Dataset items:
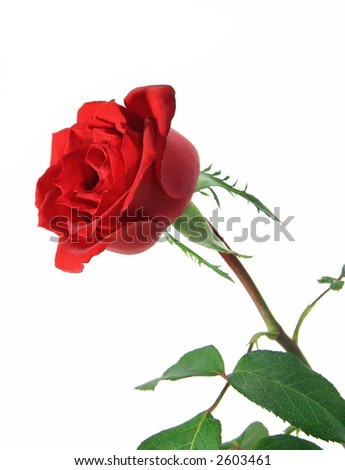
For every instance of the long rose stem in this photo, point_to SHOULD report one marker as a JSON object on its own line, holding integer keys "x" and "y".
{"x": 274, "y": 328}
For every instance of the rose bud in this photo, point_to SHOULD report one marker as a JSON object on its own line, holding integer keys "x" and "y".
{"x": 117, "y": 178}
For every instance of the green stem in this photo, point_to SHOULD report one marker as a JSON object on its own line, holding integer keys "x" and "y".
{"x": 304, "y": 314}
{"x": 220, "y": 396}
{"x": 275, "y": 330}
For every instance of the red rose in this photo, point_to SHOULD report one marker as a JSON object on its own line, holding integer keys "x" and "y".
{"x": 117, "y": 178}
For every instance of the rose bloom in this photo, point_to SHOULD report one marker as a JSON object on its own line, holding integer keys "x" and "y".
{"x": 117, "y": 178}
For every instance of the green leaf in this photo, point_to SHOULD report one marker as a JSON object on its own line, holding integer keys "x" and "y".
{"x": 326, "y": 280}
{"x": 193, "y": 225}
{"x": 281, "y": 383}
{"x": 202, "y": 362}
{"x": 203, "y": 432}
{"x": 337, "y": 285}
{"x": 285, "y": 442}
{"x": 249, "y": 438}
{"x": 206, "y": 180}
{"x": 195, "y": 257}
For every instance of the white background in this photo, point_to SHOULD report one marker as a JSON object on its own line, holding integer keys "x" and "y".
{"x": 260, "y": 92}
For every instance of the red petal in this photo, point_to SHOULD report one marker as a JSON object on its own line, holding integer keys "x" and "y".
{"x": 135, "y": 237}
{"x": 46, "y": 183}
{"x": 157, "y": 102}
{"x": 88, "y": 110}
{"x": 71, "y": 256}
{"x": 179, "y": 168}
{"x": 148, "y": 157}
{"x": 59, "y": 144}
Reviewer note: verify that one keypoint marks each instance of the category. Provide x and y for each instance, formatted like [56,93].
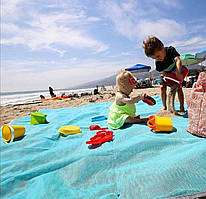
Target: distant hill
[110,81]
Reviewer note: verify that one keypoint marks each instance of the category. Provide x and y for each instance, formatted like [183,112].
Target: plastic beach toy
[69,129]
[98,118]
[96,127]
[38,118]
[9,132]
[171,78]
[149,100]
[101,137]
[160,124]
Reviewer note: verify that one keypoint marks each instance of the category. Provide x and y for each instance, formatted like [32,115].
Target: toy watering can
[160,124]
[9,132]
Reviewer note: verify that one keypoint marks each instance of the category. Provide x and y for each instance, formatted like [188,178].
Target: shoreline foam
[12,112]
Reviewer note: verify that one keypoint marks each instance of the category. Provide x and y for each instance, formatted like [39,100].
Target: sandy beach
[12,112]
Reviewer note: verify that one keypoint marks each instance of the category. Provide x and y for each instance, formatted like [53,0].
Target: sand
[11,112]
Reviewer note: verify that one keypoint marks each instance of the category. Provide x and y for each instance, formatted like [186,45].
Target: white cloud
[131,21]
[48,30]
[163,28]
[60,74]
[191,45]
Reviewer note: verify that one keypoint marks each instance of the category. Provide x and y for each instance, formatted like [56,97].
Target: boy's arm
[178,68]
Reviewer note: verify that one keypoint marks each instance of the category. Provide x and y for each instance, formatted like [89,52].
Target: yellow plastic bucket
[9,132]
[160,124]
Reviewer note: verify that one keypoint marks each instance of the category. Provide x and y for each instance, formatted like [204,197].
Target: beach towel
[196,103]
[136,164]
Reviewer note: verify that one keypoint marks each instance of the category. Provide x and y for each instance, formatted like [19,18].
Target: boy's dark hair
[150,45]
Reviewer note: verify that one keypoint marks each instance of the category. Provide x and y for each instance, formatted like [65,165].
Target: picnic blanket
[138,163]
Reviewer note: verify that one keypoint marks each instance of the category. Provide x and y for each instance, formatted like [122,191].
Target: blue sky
[63,43]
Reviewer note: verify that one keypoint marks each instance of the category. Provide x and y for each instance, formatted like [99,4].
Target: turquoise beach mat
[138,163]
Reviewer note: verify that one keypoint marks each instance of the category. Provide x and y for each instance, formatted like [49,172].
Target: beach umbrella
[138,68]
[201,54]
[189,59]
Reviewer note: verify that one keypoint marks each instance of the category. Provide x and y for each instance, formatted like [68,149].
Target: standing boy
[166,60]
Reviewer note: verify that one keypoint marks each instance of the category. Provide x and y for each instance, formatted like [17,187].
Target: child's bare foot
[164,108]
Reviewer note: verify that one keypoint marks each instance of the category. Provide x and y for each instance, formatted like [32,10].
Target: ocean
[23,97]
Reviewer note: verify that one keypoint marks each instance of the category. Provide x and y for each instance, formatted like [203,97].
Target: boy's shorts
[162,81]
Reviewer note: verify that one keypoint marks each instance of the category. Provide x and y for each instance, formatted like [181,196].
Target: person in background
[96,90]
[51,92]
[167,60]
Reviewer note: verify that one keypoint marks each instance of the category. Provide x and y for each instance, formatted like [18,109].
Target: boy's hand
[178,68]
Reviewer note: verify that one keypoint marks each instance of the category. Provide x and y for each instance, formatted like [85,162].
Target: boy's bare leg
[163,89]
[135,120]
[181,99]
[171,98]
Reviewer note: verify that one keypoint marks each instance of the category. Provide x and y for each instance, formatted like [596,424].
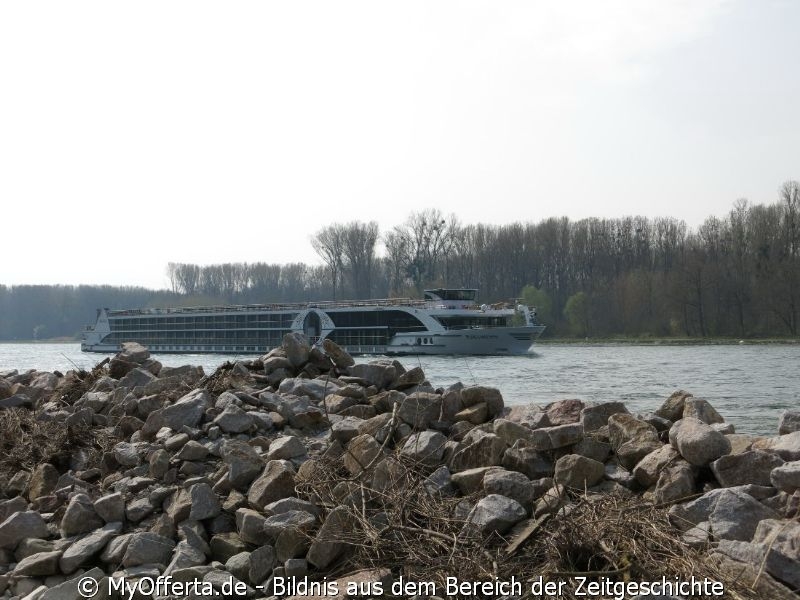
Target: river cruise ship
[447,321]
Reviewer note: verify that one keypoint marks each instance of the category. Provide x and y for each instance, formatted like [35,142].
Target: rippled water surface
[750,385]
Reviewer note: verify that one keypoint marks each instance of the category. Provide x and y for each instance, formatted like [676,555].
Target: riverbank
[644,341]
[302,464]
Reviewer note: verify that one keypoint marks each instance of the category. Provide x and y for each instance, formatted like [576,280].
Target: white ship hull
[395,327]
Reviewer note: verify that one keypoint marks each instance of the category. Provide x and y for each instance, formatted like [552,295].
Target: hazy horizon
[138,135]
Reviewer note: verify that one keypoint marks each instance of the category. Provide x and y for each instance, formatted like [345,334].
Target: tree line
[735,275]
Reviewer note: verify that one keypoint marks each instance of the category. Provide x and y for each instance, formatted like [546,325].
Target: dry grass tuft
[26,442]
[398,525]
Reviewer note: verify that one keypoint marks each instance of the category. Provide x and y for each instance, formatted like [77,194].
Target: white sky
[137,133]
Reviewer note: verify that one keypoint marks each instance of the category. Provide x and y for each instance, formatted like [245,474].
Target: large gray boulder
[329,544]
[420,409]
[675,482]
[631,439]
[234,420]
[580,472]
[297,348]
[786,446]
[702,411]
[753,467]
[698,442]
[244,463]
[736,515]
[83,550]
[187,411]
[495,513]
[594,417]
[486,451]
[20,525]
[147,548]
[673,407]
[648,470]
[80,516]
[361,452]
[276,482]
[787,477]
[379,373]
[426,447]
[509,484]
[477,394]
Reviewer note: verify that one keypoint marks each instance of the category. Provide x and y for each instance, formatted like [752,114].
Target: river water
[750,385]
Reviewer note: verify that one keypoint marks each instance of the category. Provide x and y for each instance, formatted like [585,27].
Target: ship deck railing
[388,302]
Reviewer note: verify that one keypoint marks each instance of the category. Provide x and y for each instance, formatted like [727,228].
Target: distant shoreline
[613,341]
[633,341]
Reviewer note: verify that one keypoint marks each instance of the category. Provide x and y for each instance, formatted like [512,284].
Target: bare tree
[329,244]
[359,253]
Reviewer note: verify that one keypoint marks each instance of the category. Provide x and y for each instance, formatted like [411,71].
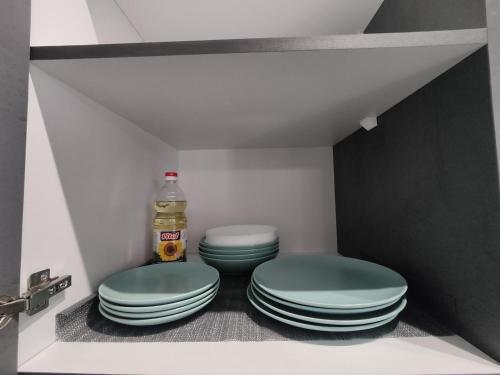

**PROBLEM DESCRIPTION**
Your copy of the entries must be exact and must contain no pictures.

**YOUR RESPONSE**
For every instance of the long rose stem in this photo, point_to SHOULD report one marker as a JSON object on its own line, holding integer keys "x" and "y".
{"x": 274, "y": 328}
For every instance of the rose bud in this photo, point_to SHOULD report one marker as a JSON object on its own line, holding integer keys "x" and "y".
{"x": 117, "y": 178}
For every instance of the green stem in this photo, point_to SHOULD report one marker as a JSON object on its own line, holding integer keys "x" and "y".
{"x": 304, "y": 314}
{"x": 220, "y": 396}
{"x": 275, "y": 330}
For every instance of the red rose in this photo, point_to SHOULD report one marker as a JSON object on its own line, holding integer keys "x" and "y".
{"x": 117, "y": 178}
For every instance of the rose bloom in this photo, point_to SHOULD report one marker as a JSON object on its own line, holding integer keys "x" and "y".
{"x": 117, "y": 178}
For every instance of the green leaf in this photo, point_to SHOULD report one marker as a JSON object on its own line, holding integer keys "x" and "y".
{"x": 326, "y": 280}
{"x": 193, "y": 225}
{"x": 281, "y": 383}
{"x": 202, "y": 362}
{"x": 203, "y": 432}
{"x": 337, "y": 285}
{"x": 285, "y": 442}
{"x": 249, "y": 438}
{"x": 206, "y": 180}
{"x": 195, "y": 257}
For every instance of the white background in this photo, point_to SHOULD report one marker as a JSON object on its own line, holding integer keys "x" and "y".
{"x": 260, "y": 92}
For every instance of the red petal in this photo, point_to SHOULD report one marker as a JSON object on its own line, holding integer keys "x" and "y".
{"x": 135, "y": 237}
{"x": 46, "y": 183}
{"x": 157, "y": 102}
{"x": 88, "y": 110}
{"x": 71, "y": 256}
{"x": 179, "y": 168}
{"x": 148, "y": 157}
{"x": 59, "y": 144}
Reviewer note: verify that one keypoint marks each instance of the category. Provide x and y for each instance, formatted like [56,93].
Target: distant hill
[110,81]
Reviewer note: verify that one keypoint marks each instance of the category. Provide x and y for each instance, formatted like [183,112].
Target: plastic beach toy
[69,129]
[98,118]
[96,127]
[38,118]
[9,132]
[171,78]
[149,100]
[101,137]
[160,124]
Reviewer note: verify that one keypoint marks each instance of the category. Provide x and y for each instance, formatted like [32,115].
Target: toy watering can
[160,124]
[9,132]
Reviewer note: verify that one keypoint marks each instance of the category. Provide x and y for each instance, formatted like [188,178].
Target: shoreline foam
[12,112]
Reviewer note: verify that one keypoint marks each instance of the category. Provide x and y for each instance, formatted like [39,100].
Target: sandy beach
[12,112]
Reviewer note: verify that one keypoint marks each instance of the category. Provide x and y for each instance, formatted like [53,0].
Target: sand
[11,112]
Reviewer note: verify that one keypoint marks each instance of the category. Provide x and y for each instance, formatted like [186,45].
Target: white cloud
[131,21]
[48,30]
[163,28]
[60,74]
[191,45]
Reviewer note: verify that one keypoint marks each instance of the category. Provide x and y for each instance, formatted like [56,97].
Target: boy's arm
[178,68]
Reviewer note: verify that one keypoint marks each instance of the category. Provide x and y for each instance, formatted like [89,52].
Target: yellow plastic bucket
[9,132]
[160,124]
Reviewer note: verify that one keypoint marks each instance of the category. Provide x and y for each instance, formatted like [204,197].
Target: beach towel
[196,103]
[136,164]
Reviewer note: verify that one keypoint marks each instance of the category. Provide x and y for each instance, formatted like [19,18].
Target: boy's dark hair
[150,45]
Reviewer note: verify that one keypoint marks each instance of the category. Provide x and y for each instance, formatted like [65,165].
Target: picnic blanket
[138,163]
Reviewer note: verify that one keypoint marks each instance of the category. Provide x and y for each instance, formatted like [122,191].
Target: blue sky
[63,43]
Reviewer note: verify that one keypoint marks each instance of the category. Provide x and y for each instance, formatted like [99,4].
Target: turquoise beach mat
[138,163]
Reviewer note: verify that one keypoint marks each instance of the category. Provide x and y for each instance, formatted like [49,172].
Target: beach umbrella
[138,68]
[201,54]
[189,59]
Reviewer note: verify that one keypoint marks each instance of the category. Provide x and y for each instance, formatted like [68,149].
Target: standing boy
[166,60]
Reviewer note: verify that one keypoint marks each instance of the category. Provide x and y for each instance, formatted like [17,187].
Target: child's bare foot
[164,108]
Reviewer note: verify that one keypoint marks each instance of the category. Provide x and y for each instance, formatted like [32,10].
Target: ocean
[23,97]
Reviewer note: verify that one keypoint marks each instance of the category. Provide x and y for each instance, formatted like [203,97].
Target: boy's shorts
[162,81]
Reviewer note: verify that one keypoint marks each instance of the category. Provide x and y for each instance, formatted like [181,196].
Target: person in background
[96,90]
[51,92]
[167,60]
Reviewer note: verify that one keypoint marks each instance of the category. Provide x and y for each instance, formatted like [18,109].
Target: boy's hand
[178,68]
Reviewer note: verify that one keypoint marks each instance of the category. Provide x and y for each instance, formatted like [85,162].
Target: boy's bare leg
[163,89]
[135,120]
[181,99]
[171,98]
Reviewer note: verify that one keypoint marks each instance of the category. Provide x and y for each instance, formatted like [596,424].
Target: river cruise ship
[447,321]
Reviewer note: verify that one keypoint marks each instance of the category. Provide x and y for each instance, formatted like [35,142].
Target: rippled water surface
[750,385]
Reviewer note: verify that one keypoint marks each instance of the category. Provide x and y for each instance, formatted like [676,555].
Target: riverbank
[644,341]
[302,464]
Reviewer note: verify that one keypoint marks each instance of the category. Provide x and y for each instance, formatted like [576,280].
Target: white ship hull
[395,327]
Reviewer note: verify that one keypoint marks each instance of the category. Provide x and y for each instance, formatted like [552,295].
Target: hazy horizon
[138,135]
Reviewer note: verify that one keypoint marks each instance of the category. Provide x and y for each instance, formatted like [345,334].
Target: tree line
[735,275]
Reviewer note: verify that one keypoint marks each instance of the category. Provide x and y for each instance, formatted like [546,325].
Target: dry grass tuft
[26,442]
[398,525]
Reviewer note: verify that one keypoint marks each instance of the category. Provide x and y for each instance, formatted like [77,194].
Target: white sky
[137,133]
Reviewer note: verify that one keypoint marks each instance of the category. Provide x and y for each instance, formatted like [245,474].
Target: large gray boulder
[329,544]
[420,409]
[675,482]
[631,439]
[234,420]
[580,472]
[297,348]
[786,446]
[702,411]
[753,467]
[698,442]
[244,463]
[736,515]
[83,550]
[187,411]
[495,513]
[594,417]
[486,451]
[20,525]
[147,548]
[673,407]
[648,470]
[80,516]
[361,452]
[276,482]
[787,477]
[379,373]
[426,447]
[509,484]
[477,394]
Reviewer note: verify that one keypoint marks each instance of the category. Provide x and y for each instance, formatted like [752,114].
Target: river water
[750,385]
Reviewer note: verify that one keypoint marks each instance of the category. Provide x and y for each instance, formatted like [585,27].
Target: ship deck railing
[388,302]
Reviewer note: verify that one keypoint marks each instance of the category. Provide x and y for each instance, formatted like [727,228].
Target: distant shoreline
[613,341]
[633,341]
Reviewer note: verify that one keypoint marks each instance of the category. Provide x and y for each instance, formatted like [512,284].
Target: bare tree
[329,244]
[359,253]
Reviewer note: verify that one keypoint marks each instance of the category. Provide x and y for each instance, formatted like [411,71].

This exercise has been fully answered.